[Shape labeling records]
begin

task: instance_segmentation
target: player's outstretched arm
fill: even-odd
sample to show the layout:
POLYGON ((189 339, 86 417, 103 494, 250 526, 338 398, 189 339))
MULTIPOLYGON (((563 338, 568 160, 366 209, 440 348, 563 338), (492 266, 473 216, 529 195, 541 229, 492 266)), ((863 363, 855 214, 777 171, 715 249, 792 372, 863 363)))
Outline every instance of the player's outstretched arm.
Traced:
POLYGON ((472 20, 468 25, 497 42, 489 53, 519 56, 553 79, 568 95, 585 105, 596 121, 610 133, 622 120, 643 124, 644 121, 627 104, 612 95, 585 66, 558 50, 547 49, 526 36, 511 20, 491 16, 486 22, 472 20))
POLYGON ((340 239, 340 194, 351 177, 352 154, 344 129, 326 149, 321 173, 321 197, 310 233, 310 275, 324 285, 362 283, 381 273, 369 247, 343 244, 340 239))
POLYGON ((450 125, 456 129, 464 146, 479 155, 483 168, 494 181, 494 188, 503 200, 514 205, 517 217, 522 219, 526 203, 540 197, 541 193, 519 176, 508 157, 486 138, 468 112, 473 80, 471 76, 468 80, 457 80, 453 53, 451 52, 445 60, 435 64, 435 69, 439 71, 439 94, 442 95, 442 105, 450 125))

end
begin

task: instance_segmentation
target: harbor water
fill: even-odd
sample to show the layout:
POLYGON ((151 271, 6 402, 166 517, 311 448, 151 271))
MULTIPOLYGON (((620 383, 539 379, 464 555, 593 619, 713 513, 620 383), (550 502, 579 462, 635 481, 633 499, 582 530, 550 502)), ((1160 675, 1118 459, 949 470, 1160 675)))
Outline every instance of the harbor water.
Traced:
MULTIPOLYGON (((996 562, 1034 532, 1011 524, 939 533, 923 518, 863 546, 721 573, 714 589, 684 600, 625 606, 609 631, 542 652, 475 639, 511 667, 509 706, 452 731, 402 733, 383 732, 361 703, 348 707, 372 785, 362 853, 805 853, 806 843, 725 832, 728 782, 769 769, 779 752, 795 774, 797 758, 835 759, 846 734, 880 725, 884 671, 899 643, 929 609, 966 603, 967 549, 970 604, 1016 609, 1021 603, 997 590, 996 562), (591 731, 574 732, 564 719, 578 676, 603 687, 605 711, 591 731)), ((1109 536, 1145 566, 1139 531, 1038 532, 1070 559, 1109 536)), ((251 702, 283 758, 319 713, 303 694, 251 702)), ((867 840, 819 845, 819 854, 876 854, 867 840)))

end

## THE PROBLEM
Please count the lines in the entries above that contain the word "outstretched" and reply with the number only.

## RESULT
2